--- Start INFORMATION SUPPLIED ---

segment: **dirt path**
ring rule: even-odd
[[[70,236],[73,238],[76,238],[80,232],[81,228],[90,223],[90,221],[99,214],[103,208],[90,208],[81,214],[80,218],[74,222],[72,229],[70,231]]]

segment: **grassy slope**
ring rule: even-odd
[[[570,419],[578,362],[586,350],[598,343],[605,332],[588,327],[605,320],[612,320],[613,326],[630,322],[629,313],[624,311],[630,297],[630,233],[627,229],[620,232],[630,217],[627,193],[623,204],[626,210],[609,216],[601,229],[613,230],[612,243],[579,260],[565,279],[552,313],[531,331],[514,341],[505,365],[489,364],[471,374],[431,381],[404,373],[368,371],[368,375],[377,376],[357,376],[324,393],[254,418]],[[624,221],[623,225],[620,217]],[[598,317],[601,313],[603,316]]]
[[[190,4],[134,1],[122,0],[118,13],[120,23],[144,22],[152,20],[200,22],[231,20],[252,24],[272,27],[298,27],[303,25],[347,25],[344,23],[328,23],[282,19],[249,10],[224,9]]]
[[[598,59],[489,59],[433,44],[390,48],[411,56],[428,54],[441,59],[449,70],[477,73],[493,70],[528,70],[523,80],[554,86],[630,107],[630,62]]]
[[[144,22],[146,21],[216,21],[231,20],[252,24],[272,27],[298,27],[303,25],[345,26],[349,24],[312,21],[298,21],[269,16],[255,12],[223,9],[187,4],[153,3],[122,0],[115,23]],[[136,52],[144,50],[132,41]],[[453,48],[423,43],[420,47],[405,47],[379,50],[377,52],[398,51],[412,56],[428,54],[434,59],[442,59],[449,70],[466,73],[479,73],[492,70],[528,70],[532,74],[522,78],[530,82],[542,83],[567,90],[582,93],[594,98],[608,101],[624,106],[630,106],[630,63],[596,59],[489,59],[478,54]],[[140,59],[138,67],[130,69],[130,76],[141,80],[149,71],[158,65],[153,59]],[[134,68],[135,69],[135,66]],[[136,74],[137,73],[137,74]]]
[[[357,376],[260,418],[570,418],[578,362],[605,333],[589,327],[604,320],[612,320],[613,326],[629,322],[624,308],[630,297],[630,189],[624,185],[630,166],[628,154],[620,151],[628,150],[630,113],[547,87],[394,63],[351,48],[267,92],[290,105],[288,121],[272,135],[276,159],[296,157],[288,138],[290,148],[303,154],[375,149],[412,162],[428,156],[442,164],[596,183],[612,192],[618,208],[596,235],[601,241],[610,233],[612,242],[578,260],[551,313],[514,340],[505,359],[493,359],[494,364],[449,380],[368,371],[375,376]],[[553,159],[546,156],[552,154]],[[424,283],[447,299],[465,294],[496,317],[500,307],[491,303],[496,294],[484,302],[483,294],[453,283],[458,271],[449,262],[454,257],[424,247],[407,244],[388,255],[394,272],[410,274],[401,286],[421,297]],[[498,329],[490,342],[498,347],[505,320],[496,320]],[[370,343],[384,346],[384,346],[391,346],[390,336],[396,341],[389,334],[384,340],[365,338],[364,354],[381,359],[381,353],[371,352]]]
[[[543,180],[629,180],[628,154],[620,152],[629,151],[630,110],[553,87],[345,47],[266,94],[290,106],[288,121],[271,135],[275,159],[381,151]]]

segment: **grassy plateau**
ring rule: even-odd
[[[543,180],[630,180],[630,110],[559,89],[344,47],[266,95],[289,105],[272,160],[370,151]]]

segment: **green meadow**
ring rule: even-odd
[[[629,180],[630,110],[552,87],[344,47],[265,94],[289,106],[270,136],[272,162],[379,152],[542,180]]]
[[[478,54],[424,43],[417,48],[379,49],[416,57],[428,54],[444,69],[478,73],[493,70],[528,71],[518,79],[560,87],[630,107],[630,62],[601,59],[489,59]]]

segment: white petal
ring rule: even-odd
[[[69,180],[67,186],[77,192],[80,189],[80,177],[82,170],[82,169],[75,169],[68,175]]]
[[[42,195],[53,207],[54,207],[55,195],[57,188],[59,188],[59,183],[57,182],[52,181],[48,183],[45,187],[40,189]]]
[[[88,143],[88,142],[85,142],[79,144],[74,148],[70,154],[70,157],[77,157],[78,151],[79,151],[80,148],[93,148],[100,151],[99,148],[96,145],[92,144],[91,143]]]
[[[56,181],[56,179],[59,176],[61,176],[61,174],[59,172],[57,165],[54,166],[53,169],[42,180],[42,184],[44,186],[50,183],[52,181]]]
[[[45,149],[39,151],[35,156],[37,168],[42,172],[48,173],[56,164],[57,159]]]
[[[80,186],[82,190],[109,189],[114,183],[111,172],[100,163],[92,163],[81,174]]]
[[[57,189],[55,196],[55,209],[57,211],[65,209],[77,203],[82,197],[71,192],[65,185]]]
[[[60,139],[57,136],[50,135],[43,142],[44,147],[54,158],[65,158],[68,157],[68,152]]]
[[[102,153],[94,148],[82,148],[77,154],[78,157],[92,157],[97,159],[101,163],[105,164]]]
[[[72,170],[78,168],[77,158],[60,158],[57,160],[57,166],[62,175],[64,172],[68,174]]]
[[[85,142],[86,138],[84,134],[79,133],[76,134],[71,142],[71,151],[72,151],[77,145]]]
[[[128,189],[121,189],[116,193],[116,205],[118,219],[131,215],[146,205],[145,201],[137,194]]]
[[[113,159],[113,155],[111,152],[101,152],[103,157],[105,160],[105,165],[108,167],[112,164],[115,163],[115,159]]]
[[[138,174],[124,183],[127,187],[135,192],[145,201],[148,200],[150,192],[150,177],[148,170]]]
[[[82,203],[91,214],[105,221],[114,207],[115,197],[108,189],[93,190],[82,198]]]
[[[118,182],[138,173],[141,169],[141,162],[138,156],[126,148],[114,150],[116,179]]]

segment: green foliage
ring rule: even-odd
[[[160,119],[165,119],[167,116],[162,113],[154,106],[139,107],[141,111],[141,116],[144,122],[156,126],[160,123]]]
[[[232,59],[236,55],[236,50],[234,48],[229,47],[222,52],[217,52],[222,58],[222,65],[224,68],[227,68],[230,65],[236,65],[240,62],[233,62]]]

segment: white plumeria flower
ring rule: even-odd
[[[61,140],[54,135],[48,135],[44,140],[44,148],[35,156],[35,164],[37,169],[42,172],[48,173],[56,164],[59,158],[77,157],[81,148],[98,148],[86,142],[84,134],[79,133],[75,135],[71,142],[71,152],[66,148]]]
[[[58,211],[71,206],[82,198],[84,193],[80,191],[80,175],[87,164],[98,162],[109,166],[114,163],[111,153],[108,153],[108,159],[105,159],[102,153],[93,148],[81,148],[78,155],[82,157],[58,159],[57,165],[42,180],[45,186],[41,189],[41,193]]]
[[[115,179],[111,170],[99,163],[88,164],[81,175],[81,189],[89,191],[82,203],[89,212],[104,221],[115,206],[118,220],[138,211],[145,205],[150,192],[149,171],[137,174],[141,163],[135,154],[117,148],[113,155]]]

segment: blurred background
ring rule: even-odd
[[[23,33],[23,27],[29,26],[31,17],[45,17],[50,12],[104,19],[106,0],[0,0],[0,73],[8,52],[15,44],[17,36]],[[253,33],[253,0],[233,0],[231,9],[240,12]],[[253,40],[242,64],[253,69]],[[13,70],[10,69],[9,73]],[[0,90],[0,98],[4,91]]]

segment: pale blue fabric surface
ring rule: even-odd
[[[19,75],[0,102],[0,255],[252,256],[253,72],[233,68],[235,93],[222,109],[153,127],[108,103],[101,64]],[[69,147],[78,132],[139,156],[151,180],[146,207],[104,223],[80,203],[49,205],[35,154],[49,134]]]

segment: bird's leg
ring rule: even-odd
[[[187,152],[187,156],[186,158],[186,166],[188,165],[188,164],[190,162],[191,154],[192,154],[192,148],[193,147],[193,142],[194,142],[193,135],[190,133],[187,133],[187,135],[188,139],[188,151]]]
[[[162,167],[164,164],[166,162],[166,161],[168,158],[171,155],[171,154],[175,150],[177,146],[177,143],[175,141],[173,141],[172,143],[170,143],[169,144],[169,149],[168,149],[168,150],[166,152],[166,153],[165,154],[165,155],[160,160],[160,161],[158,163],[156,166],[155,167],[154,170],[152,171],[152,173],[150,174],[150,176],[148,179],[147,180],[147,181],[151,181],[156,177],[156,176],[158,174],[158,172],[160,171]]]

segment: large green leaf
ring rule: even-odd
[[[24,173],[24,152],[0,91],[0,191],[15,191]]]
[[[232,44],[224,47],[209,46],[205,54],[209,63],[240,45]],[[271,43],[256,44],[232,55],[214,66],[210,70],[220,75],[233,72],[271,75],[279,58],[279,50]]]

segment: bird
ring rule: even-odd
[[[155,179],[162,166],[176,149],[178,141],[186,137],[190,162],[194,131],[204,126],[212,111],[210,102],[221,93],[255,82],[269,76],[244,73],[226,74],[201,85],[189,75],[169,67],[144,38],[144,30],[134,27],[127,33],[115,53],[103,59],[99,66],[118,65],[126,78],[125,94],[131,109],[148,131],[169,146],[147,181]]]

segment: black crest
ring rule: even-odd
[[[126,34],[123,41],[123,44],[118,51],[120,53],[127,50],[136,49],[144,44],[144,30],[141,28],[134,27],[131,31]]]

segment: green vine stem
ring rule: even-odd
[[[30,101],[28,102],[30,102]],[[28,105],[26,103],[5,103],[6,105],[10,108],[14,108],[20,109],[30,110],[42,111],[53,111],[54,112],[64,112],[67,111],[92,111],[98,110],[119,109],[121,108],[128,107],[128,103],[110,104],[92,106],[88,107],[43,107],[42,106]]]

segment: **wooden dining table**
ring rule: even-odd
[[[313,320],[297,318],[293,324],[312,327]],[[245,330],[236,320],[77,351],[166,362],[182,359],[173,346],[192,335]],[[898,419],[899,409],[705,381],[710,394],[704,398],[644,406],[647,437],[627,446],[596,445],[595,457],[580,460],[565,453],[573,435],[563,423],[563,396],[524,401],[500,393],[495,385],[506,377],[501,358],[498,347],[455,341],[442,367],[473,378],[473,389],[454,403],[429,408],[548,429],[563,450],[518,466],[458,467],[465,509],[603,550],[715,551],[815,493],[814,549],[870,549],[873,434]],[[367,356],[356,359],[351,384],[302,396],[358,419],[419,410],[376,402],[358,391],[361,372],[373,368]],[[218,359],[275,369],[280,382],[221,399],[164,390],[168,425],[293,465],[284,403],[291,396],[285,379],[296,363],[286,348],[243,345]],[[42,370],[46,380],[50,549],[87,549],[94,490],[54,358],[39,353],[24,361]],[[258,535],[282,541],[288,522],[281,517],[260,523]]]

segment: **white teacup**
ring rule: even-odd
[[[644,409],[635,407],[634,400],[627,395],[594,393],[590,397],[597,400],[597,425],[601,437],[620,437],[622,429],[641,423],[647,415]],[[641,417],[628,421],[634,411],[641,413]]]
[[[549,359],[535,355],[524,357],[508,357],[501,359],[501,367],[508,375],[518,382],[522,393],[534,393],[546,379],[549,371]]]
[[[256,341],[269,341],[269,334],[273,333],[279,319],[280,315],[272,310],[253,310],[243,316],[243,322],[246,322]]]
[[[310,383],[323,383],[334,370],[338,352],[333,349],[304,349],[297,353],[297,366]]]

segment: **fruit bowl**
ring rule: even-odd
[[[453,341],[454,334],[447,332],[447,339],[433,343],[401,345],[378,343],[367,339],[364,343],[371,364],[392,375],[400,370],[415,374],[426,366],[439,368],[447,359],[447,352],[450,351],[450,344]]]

--- End INFORMATION SUPPLIED ---

## [WORK REQUIRED]
Could you copy the items word for word, starting with the line that contains "segment: **fruit bowl**" and going on through the end of the items?

## [TASK SOLUTION]
segment: **fruit bowl**
ring rule: even-odd
[[[453,341],[454,334],[447,332],[447,339],[433,343],[401,345],[378,343],[367,339],[364,343],[371,364],[392,375],[400,370],[415,374],[426,366],[439,368],[447,359],[447,352],[450,351],[450,344]]]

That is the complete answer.